**REQUIRED TASK:** Copy the items from the line with "Find the black wrought" through the end of the items, substituting "place a dot" for "set a point" and keeping everything else unchanged. Omit the pictures from your copy.

**MATERIAL PROVIDED:**
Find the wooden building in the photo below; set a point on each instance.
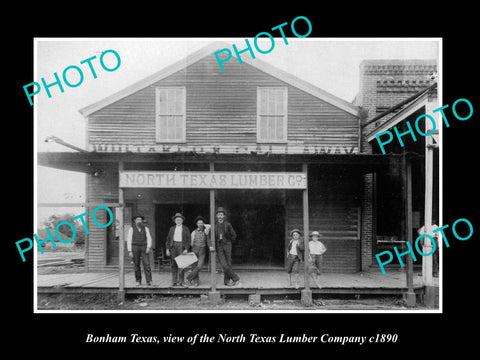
(192, 118)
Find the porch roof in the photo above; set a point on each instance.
(87, 162)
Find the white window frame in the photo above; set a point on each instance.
(157, 115)
(285, 114)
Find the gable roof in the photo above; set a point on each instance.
(209, 50)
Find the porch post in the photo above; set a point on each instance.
(306, 293)
(407, 176)
(427, 266)
(213, 295)
(121, 241)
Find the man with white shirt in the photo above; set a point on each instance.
(178, 243)
(139, 243)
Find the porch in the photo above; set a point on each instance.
(263, 282)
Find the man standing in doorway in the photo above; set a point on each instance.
(224, 236)
(139, 243)
(178, 243)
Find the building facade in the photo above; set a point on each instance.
(251, 120)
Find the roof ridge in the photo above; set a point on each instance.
(205, 51)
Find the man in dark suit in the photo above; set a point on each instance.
(178, 243)
(224, 236)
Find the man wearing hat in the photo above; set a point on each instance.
(294, 255)
(139, 243)
(200, 243)
(178, 243)
(224, 236)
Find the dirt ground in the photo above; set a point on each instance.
(158, 302)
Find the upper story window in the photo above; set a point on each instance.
(170, 114)
(271, 114)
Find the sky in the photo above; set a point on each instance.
(330, 64)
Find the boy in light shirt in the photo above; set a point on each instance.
(317, 249)
(294, 255)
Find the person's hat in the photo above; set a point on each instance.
(178, 215)
(220, 209)
(200, 218)
(297, 231)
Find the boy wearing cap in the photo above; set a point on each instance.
(178, 243)
(139, 243)
(224, 236)
(200, 242)
(316, 256)
(294, 255)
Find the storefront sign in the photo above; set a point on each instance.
(225, 149)
(213, 180)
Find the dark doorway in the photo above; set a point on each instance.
(261, 234)
(163, 219)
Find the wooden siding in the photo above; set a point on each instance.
(333, 207)
(222, 109)
(334, 201)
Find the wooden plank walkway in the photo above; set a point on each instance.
(253, 282)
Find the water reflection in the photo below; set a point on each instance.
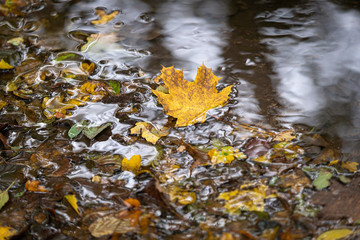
(316, 60)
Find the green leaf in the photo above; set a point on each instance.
(76, 129)
(91, 132)
(322, 180)
(4, 196)
(115, 85)
(64, 57)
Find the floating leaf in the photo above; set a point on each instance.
(248, 198)
(104, 18)
(190, 101)
(225, 155)
(322, 180)
(149, 132)
(33, 186)
(6, 233)
(2, 104)
(77, 128)
(351, 166)
(73, 202)
(4, 196)
(335, 234)
(5, 65)
(115, 85)
(91, 132)
(132, 165)
(64, 57)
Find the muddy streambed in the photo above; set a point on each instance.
(87, 151)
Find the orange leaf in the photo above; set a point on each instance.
(33, 186)
(190, 101)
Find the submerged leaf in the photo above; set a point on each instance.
(76, 129)
(132, 165)
(4, 196)
(104, 18)
(190, 101)
(148, 131)
(91, 132)
(73, 202)
(5, 65)
(6, 233)
(335, 234)
(247, 198)
(322, 180)
(225, 155)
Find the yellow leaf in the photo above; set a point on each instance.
(190, 101)
(104, 18)
(6, 233)
(335, 234)
(225, 155)
(2, 104)
(148, 131)
(5, 65)
(73, 202)
(248, 198)
(132, 165)
(351, 166)
(33, 186)
(181, 196)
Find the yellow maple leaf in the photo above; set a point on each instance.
(104, 18)
(73, 202)
(190, 101)
(5, 65)
(132, 165)
(148, 131)
(6, 232)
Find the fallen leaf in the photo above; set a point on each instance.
(351, 166)
(5, 65)
(250, 197)
(132, 165)
(225, 155)
(91, 132)
(104, 18)
(190, 101)
(149, 132)
(322, 180)
(6, 233)
(4, 196)
(335, 234)
(73, 202)
(33, 186)
(76, 129)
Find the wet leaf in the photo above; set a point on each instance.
(149, 132)
(335, 234)
(351, 166)
(115, 85)
(73, 202)
(4, 196)
(91, 132)
(6, 233)
(250, 197)
(132, 165)
(190, 101)
(225, 155)
(5, 65)
(64, 57)
(322, 180)
(104, 18)
(33, 186)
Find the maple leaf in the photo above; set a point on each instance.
(190, 101)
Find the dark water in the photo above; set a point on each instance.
(293, 64)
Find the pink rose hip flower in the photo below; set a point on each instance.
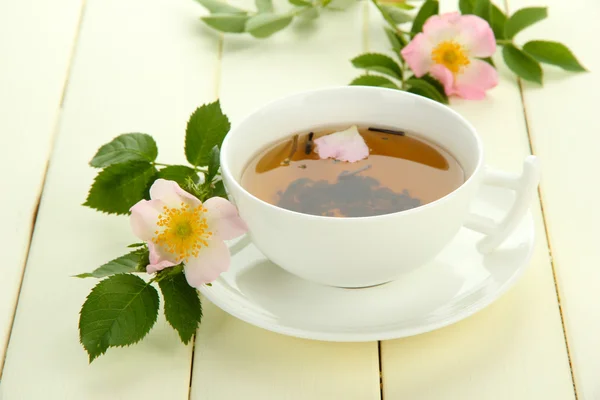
(449, 48)
(179, 228)
(347, 145)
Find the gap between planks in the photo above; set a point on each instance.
(53, 137)
(546, 231)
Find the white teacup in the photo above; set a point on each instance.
(365, 251)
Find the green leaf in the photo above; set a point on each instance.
(378, 63)
(264, 25)
(264, 5)
(183, 309)
(179, 174)
(126, 147)
(231, 23)
(219, 7)
(396, 15)
(401, 5)
(553, 53)
(219, 190)
(426, 89)
(522, 64)
(497, 21)
(397, 41)
(429, 8)
(213, 164)
(522, 19)
(466, 6)
(481, 8)
(309, 13)
(130, 262)
(437, 85)
(374, 80)
(301, 3)
(119, 311)
(206, 129)
(119, 186)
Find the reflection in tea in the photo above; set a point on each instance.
(401, 172)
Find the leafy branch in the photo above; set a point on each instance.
(122, 308)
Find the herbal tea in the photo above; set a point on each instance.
(401, 171)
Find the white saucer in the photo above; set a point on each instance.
(457, 284)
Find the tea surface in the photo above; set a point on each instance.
(401, 172)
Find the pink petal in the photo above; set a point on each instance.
(439, 28)
(210, 263)
(144, 216)
(346, 145)
(223, 218)
(418, 54)
(157, 261)
(476, 35)
(171, 194)
(477, 77)
(444, 75)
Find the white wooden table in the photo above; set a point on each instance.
(75, 73)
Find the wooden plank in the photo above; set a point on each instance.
(141, 65)
(564, 126)
(515, 348)
(236, 360)
(32, 76)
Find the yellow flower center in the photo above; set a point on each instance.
(184, 232)
(451, 55)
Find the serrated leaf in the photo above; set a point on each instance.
(179, 174)
(213, 164)
(522, 19)
(429, 8)
(264, 5)
(219, 190)
(220, 7)
(522, 64)
(396, 15)
(126, 147)
(497, 21)
(374, 80)
(301, 3)
(401, 5)
(183, 309)
(230, 23)
(339, 5)
(119, 311)
(131, 262)
(264, 25)
(553, 53)
(309, 13)
(424, 88)
(378, 63)
(206, 129)
(397, 41)
(481, 8)
(466, 6)
(437, 85)
(119, 186)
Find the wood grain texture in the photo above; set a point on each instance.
(515, 348)
(564, 126)
(36, 41)
(141, 66)
(236, 360)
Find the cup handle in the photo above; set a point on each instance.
(525, 186)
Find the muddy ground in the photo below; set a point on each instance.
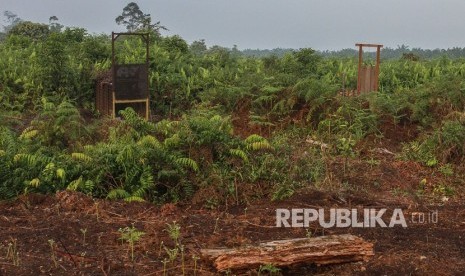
(47, 233)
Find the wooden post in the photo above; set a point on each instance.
(360, 61)
(370, 80)
(378, 51)
(323, 250)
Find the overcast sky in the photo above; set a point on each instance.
(266, 24)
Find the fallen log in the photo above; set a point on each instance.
(319, 250)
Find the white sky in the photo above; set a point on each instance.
(266, 24)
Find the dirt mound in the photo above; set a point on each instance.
(72, 234)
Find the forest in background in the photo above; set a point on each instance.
(222, 121)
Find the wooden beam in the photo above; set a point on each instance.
(369, 45)
(378, 60)
(323, 250)
(360, 61)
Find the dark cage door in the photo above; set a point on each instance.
(131, 81)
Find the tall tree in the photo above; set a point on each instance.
(135, 20)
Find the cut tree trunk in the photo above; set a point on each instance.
(319, 250)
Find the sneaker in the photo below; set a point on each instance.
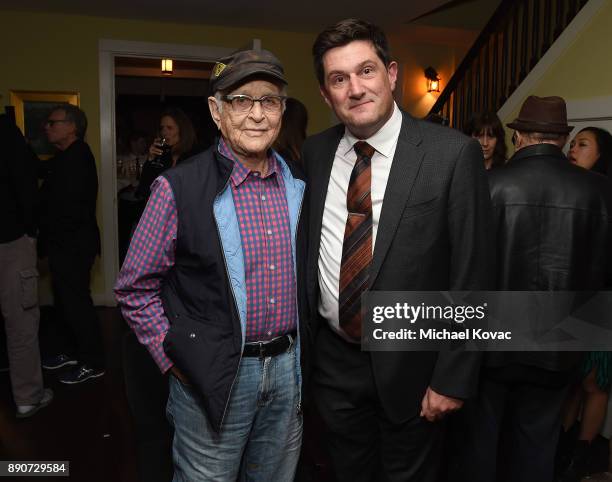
(25, 411)
(80, 373)
(58, 361)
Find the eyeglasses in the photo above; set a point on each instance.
(52, 122)
(242, 104)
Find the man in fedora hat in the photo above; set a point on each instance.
(552, 220)
(209, 285)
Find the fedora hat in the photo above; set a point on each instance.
(542, 114)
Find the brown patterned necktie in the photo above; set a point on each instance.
(357, 246)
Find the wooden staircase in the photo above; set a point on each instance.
(511, 44)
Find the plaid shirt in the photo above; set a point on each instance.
(261, 208)
(263, 219)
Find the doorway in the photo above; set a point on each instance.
(108, 51)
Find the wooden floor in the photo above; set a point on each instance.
(90, 425)
(87, 424)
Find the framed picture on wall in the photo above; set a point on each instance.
(31, 111)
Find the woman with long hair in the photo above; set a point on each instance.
(590, 149)
(488, 129)
(176, 142)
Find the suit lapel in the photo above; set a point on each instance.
(319, 172)
(404, 170)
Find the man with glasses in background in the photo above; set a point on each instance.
(209, 286)
(69, 236)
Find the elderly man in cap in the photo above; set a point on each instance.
(209, 286)
(552, 219)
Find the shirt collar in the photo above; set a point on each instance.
(383, 140)
(240, 172)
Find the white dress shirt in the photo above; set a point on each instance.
(335, 213)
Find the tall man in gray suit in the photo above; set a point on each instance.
(395, 204)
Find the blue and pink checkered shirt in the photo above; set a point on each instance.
(263, 218)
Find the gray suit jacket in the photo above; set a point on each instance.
(434, 234)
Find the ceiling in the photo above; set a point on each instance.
(273, 14)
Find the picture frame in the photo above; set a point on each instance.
(32, 109)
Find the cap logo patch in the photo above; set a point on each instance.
(219, 67)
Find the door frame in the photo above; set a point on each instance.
(108, 49)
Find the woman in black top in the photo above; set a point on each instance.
(177, 131)
(488, 129)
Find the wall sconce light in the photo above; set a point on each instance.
(167, 66)
(433, 81)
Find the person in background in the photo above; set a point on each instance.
(590, 149)
(70, 238)
(553, 225)
(179, 135)
(293, 131)
(19, 277)
(488, 129)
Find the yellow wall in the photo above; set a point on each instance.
(584, 70)
(50, 52)
(55, 52)
(414, 59)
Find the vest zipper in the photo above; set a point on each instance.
(229, 279)
(297, 304)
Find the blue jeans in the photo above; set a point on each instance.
(261, 434)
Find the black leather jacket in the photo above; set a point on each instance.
(553, 229)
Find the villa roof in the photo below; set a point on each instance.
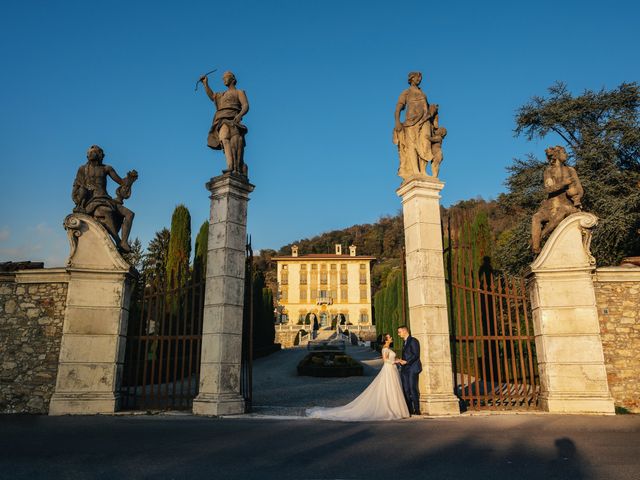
(323, 256)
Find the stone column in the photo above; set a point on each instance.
(95, 323)
(428, 317)
(224, 298)
(573, 378)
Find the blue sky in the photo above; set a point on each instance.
(322, 79)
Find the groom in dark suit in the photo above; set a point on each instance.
(410, 368)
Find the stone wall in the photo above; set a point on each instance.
(286, 337)
(618, 298)
(32, 308)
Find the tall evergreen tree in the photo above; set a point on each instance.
(179, 245)
(154, 263)
(200, 254)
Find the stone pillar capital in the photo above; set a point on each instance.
(420, 185)
(230, 183)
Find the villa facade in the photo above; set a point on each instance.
(334, 287)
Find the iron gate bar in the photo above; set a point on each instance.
(488, 312)
(163, 346)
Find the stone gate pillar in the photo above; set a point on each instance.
(219, 392)
(95, 322)
(427, 293)
(573, 378)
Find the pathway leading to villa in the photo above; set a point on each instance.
(278, 390)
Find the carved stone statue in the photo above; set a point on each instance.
(419, 138)
(564, 196)
(227, 132)
(91, 197)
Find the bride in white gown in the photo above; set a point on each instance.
(381, 400)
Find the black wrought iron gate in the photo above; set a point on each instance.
(162, 356)
(492, 340)
(246, 366)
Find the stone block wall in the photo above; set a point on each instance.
(618, 297)
(287, 337)
(32, 309)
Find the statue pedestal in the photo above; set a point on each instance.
(94, 329)
(219, 392)
(573, 378)
(429, 322)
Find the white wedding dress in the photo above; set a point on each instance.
(381, 400)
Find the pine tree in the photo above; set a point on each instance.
(179, 246)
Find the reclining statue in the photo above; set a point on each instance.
(91, 197)
(564, 196)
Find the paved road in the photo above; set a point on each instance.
(518, 447)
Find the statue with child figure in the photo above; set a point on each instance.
(91, 197)
(564, 196)
(419, 137)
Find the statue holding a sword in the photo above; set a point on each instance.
(227, 131)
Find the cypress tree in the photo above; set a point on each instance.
(200, 254)
(179, 246)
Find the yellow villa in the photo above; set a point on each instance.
(335, 288)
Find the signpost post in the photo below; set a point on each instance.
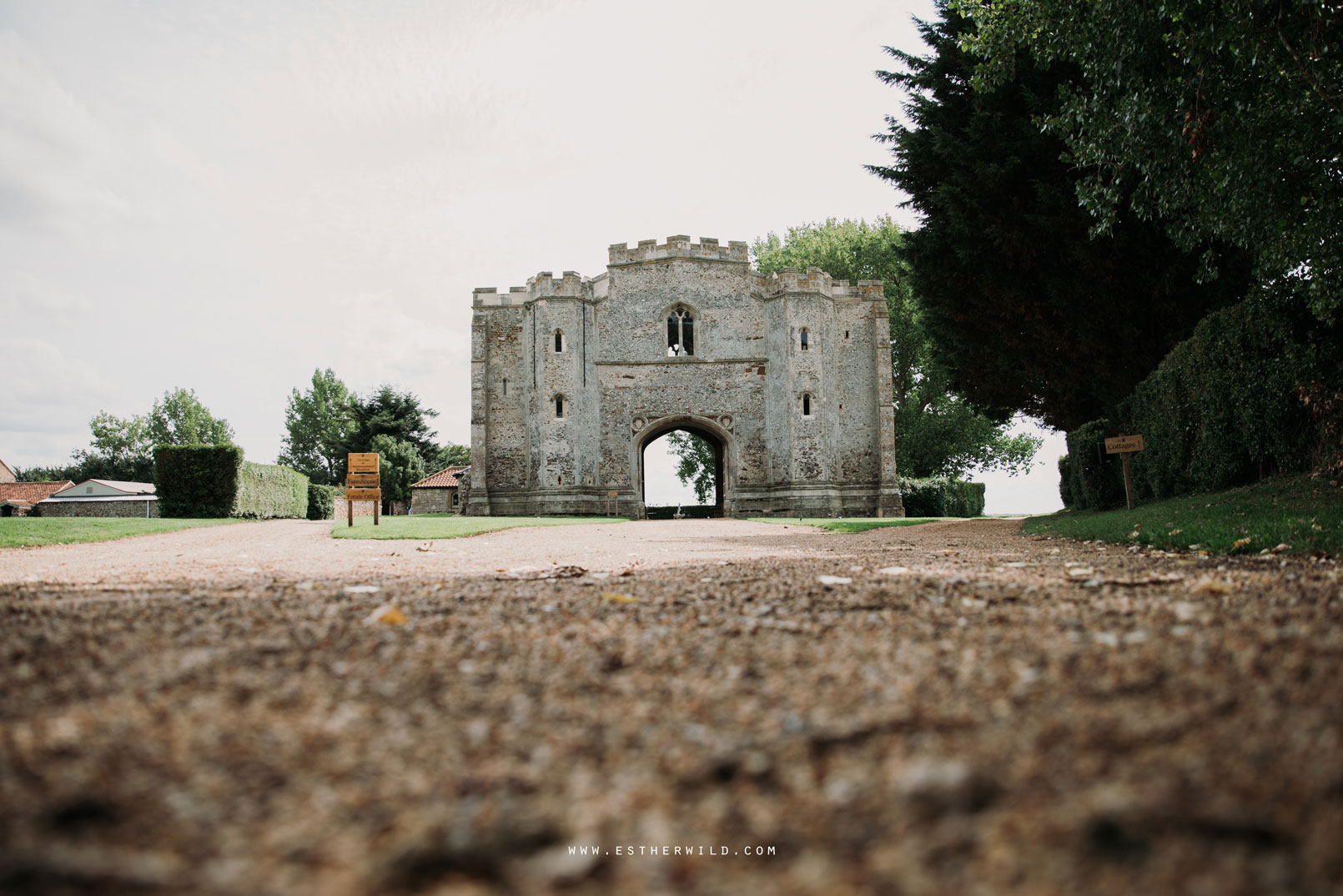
(1123, 446)
(361, 484)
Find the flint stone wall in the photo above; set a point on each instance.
(742, 387)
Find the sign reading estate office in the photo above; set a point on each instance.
(363, 484)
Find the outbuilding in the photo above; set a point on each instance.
(18, 499)
(440, 493)
(103, 497)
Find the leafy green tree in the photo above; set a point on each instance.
(399, 466)
(319, 424)
(123, 448)
(938, 433)
(1024, 310)
(179, 418)
(696, 464)
(450, 455)
(385, 411)
(1220, 118)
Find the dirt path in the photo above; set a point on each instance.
(933, 709)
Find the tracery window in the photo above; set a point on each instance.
(680, 334)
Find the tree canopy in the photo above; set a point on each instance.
(1025, 310)
(938, 433)
(1220, 120)
(317, 424)
(123, 448)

**TASK RESPONSE:**
Find the black wrought iron gate in the photo above; place a dot on each instance.
(162, 356)
(492, 340)
(246, 366)
Find the stone block wall in the photo above; place a dot on each instance.
(618, 297)
(287, 337)
(32, 309)
Find the statue pedestal in the photo above; place a dot on each instance.
(94, 329)
(219, 392)
(573, 378)
(429, 322)
Find the white wedding dress in the photo above; place a dot on each instance.
(381, 400)
Find the pine tree in the photo above; place a dot on each instance.
(179, 246)
Find the reclining statue in the photo above; place a dot on each instance.
(91, 197)
(564, 196)
Find the paved road in the photo above; place a dot on each instance.
(518, 447)
Find the statue with child figure in the photo above; place a dot on each instance.
(91, 197)
(564, 196)
(419, 137)
Find the statue holding a sword in the photo above; place a dot on each instance.
(227, 131)
Find the cypress tree in the photo above; place a dot on each instance.
(200, 254)
(179, 246)
Find the yellow villa in the photo above; place a dot on each instance.
(335, 288)
Find the signpost post in the photo below; place a dot on each instance.
(1123, 446)
(361, 484)
Find the flint stone wall in the photo above; place a dot on each instance.
(742, 387)
Find the sign reading estate office in the photo above; place a dot on each instance.
(363, 484)
Find the outbuilding in the photo above; place a dot on each instance.
(18, 499)
(440, 493)
(103, 497)
Find the leafy green tree in the photo above; place a dot on each instance.
(399, 466)
(319, 424)
(123, 448)
(938, 433)
(1024, 310)
(179, 418)
(696, 464)
(450, 455)
(385, 411)
(1220, 118)
Find the dirt path in the photo above; place a dot on each instance.
(933, 709)
Find the tracery window in the photo above; place a dot on each instance.
(680, 334)
Find the tree canopy in the photo above; place a dot on each instance.
(1025, 310)
(938, 433)
(1220, 120)
(317, 424)
(123, 448)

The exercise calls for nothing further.